*EXERCISE BRIEF:* Can you retype only the lines from the one with "blue flag, where" through the final line of the material, exactly as given?

Object pointing dataset rows:

— BEGIN —

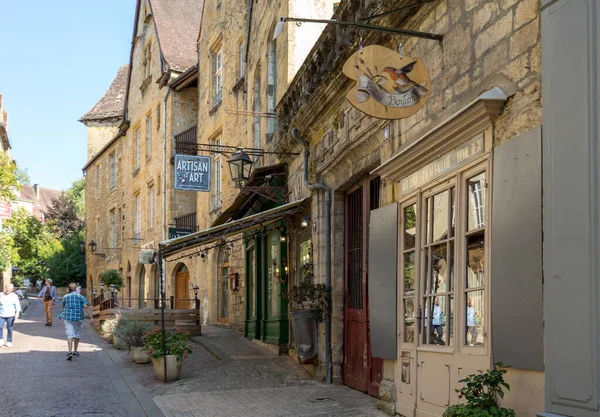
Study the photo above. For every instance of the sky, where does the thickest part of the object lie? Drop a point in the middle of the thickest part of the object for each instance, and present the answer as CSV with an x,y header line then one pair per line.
x,y
57,59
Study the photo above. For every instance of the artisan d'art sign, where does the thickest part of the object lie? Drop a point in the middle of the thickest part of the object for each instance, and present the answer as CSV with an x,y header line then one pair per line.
x,y
387,86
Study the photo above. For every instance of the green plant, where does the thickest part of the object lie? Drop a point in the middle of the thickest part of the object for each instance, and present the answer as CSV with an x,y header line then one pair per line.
x,y
308,295
176,343
131,332
110,326
112,276
482,392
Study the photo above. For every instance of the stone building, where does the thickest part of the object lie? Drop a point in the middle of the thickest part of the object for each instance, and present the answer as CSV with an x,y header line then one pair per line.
x,y
243,74
130,198
408,236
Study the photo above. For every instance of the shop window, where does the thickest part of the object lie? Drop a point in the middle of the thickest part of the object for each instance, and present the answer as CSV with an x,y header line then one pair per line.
x,y
431,289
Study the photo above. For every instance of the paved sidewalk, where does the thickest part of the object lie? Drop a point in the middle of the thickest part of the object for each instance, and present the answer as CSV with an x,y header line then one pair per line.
x,y
229,375
40,382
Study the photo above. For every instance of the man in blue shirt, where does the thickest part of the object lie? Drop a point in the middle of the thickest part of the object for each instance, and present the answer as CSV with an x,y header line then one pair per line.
x,y
73,305
48,294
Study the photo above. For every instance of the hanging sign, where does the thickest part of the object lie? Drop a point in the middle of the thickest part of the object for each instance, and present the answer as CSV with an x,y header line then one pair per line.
x,y
387,86
192,172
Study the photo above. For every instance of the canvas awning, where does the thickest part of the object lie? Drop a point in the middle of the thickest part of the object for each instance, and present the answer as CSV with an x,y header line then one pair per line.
x,y
212,234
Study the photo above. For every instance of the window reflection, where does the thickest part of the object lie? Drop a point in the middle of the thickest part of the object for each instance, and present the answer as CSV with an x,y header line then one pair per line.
x,y
476,209
474,318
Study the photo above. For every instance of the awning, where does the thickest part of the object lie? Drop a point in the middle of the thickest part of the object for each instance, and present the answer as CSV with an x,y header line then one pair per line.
x,y
255,221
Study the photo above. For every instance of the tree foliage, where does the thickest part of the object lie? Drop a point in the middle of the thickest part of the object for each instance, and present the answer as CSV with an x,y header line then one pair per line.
x,y
62,218
9,182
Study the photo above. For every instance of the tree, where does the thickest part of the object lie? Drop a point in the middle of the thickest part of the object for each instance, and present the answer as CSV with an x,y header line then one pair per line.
x,y
64,261
9,182
62,217
30,240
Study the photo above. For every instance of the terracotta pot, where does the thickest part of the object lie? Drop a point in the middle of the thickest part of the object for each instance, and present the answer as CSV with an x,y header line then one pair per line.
x,y
139,355
173,369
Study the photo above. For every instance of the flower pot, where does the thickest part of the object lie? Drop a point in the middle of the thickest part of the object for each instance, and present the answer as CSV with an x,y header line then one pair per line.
x,y
139,355
173,368
305,335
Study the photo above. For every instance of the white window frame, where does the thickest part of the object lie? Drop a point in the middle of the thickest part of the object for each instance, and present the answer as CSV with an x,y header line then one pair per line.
x,y
112,159
151,205
148,137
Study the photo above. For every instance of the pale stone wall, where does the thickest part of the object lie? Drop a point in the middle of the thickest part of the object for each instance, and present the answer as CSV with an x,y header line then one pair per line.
x,y
486,44
99,134
145,98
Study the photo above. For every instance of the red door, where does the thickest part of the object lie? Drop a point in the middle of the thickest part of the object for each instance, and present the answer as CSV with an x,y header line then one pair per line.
x,y
361,371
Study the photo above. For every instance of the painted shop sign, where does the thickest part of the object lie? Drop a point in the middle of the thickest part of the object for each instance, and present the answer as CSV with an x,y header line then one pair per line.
x,y
452,160
5,210
387,86
192,172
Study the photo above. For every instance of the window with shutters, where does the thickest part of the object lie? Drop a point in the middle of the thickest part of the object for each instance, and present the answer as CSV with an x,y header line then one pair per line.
x,y
216,177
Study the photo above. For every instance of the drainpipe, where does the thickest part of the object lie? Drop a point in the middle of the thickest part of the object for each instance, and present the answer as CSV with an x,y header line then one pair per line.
x,y
327,205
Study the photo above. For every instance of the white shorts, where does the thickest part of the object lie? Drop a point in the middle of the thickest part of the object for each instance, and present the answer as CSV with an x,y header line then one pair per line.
x,y
73,329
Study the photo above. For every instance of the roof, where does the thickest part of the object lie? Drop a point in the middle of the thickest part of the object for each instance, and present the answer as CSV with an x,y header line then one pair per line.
x,y
177,27
256,221
111,104
46,195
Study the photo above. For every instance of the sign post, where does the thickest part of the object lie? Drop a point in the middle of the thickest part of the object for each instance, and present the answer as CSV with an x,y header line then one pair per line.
x,y
192,172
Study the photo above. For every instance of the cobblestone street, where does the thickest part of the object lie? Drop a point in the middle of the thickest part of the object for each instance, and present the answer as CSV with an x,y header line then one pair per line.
x,y
227,375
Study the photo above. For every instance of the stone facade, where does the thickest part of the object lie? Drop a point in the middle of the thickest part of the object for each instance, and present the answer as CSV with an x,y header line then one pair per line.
x,y
486,44
234,117
130,200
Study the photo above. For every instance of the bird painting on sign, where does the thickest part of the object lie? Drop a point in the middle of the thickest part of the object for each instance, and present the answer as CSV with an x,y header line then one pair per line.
x,y
388,86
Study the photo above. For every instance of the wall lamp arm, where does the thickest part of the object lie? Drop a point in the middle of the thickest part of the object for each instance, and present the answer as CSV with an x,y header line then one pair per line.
x,y
426,35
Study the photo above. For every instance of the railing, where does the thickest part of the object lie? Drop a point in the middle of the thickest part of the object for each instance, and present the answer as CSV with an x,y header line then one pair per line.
x,y
180,313
185,142
187,221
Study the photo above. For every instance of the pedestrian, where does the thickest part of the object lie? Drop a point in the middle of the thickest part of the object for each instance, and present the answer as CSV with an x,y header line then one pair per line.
x,y
73,306
10,310
48,293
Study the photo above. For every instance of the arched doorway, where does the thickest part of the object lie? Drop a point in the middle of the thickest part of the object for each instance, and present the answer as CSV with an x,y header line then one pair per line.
x,y
223,285
182,286
142,287
128,284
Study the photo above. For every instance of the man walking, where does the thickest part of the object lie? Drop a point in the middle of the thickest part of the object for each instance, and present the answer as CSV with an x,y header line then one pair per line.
x,y
73,305
48,293
10,309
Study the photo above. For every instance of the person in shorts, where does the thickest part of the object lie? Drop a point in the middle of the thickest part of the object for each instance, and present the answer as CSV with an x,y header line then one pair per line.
x,y
73,315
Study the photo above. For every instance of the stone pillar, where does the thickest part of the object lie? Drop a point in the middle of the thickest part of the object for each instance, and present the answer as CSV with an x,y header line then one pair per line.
x,y
571,51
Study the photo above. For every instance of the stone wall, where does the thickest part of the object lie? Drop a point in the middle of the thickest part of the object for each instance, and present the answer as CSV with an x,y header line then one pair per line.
x,y
486,44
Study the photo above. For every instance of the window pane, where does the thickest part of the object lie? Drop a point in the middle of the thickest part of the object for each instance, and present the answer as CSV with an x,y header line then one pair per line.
x,y
475,318
410,226
435,320
450,321
409,321
476,209
409,272
440,216
439,274
475,260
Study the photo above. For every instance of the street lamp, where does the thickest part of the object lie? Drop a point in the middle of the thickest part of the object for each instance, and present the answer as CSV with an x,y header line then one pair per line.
x,y
240,166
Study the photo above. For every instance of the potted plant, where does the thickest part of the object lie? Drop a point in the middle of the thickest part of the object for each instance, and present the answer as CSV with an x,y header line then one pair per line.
x,y
131,334
482,392
112,276
308,302
175,349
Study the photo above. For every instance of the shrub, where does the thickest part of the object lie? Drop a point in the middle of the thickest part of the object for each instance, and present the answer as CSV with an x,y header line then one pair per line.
x,y
131,332
481,392
112,276
176,343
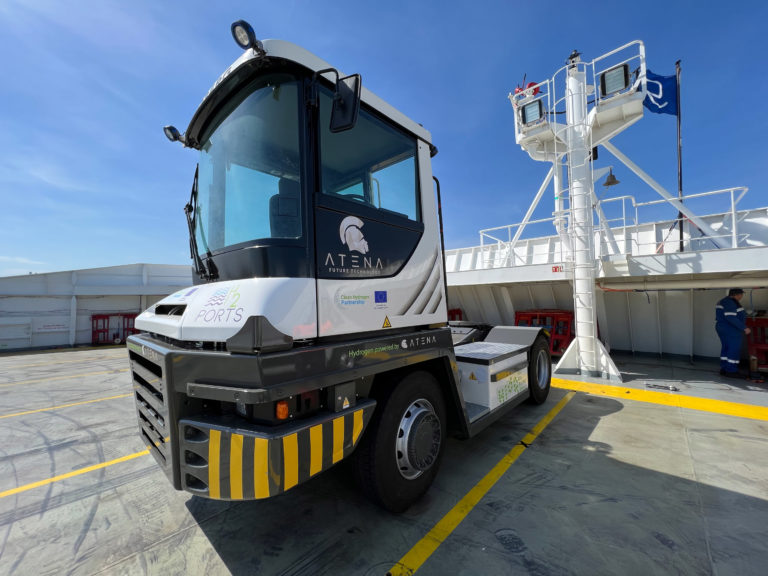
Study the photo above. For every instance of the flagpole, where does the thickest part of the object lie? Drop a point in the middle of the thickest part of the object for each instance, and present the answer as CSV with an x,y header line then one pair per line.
x,y
679,153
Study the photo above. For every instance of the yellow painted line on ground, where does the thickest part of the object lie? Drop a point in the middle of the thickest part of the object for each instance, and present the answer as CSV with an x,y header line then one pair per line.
x,y
63,406
72,474
666,399
67,377
425,547
338,440
53,363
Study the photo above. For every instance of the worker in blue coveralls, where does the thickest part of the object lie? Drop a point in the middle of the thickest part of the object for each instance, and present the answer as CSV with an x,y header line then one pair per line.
x,y
730,323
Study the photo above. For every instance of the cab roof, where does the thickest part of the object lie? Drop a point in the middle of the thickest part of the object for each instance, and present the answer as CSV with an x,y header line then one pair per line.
x,y
293,53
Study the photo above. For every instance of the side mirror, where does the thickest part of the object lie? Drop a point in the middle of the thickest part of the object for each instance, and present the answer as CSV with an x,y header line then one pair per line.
x,y
346,103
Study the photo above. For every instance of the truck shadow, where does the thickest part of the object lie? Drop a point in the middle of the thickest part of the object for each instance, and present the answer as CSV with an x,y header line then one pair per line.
x,y
593,494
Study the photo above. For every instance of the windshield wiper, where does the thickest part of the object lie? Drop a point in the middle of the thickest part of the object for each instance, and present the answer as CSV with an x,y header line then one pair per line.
x,y
209,272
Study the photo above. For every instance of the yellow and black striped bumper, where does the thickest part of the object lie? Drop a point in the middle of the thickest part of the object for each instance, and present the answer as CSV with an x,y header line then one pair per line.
x,y
227,463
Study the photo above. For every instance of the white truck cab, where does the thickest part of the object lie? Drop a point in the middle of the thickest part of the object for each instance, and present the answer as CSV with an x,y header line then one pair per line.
x,y
317,326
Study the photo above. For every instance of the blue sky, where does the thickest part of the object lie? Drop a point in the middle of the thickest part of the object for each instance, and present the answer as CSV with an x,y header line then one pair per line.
x,y
88,179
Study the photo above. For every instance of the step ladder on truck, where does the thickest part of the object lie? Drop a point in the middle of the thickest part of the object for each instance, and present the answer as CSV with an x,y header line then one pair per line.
x,y
317,328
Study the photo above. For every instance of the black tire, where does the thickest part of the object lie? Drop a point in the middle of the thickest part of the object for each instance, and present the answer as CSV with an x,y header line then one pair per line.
x,y
539,371
399,455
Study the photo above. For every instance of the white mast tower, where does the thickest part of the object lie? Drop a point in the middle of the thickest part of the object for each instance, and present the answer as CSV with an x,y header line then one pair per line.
x,y
600,99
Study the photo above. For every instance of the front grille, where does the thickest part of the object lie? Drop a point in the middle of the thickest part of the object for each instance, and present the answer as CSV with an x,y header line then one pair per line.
x,y
151,405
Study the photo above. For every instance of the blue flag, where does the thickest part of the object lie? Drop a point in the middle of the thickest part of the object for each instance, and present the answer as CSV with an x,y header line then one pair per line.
x,y
661,93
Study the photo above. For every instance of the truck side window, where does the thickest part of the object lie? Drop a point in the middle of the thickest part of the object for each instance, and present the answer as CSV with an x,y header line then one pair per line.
x,y
373,164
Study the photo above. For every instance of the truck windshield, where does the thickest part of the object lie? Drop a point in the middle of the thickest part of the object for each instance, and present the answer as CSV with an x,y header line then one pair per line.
x,y
249,186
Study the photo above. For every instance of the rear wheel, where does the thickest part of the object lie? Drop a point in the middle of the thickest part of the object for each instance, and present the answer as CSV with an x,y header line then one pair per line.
x,y
539,371
400,453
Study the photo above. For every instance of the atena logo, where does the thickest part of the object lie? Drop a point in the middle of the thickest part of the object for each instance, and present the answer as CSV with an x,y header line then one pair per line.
x,y
222,307
351,236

— END —

*RESULT FOR THIS TASK:*
Study the photo above. For every instance of the blue flag, where does the thickest part of the object lie? Drop a point in the middle of the thickest part of the object for each instance, and present the answer as CSV with an x,y header line then one pair per line.
x,y
661,93
Study the photo above. For every instance of the truck side window, where does the thickest part of the object lie? Drop a point in the middle of the thickest part of the object for each instance, and present the answer as CSV with an x,y header line then one pair per line.
x,y
373,164
Study the photo above. For every instance of the truck windshield, where does the thickest part of the object lie? Drop a point in the middle of the thickest part of the object for each instance, and present the answer as CSV with an x,y header line then one pair per line.
x,y
249,186
Study the photo above. For every instance of the rear wheel, where does the thickest part of the object lie? Drop a point in the middle of the thickest part of the object for each instance, and present the answer as CSV with an x,y header line then one pair per line.
x,y
539,371
400,453
Study the photo above. For every instance of the atena logo, where does the thickest part of the object lie? Drop a point in the middle of the thickest part of the object for each instance, and present the answer as CSV with an x,y header line then one pair per line.
x,y
222,307
351,236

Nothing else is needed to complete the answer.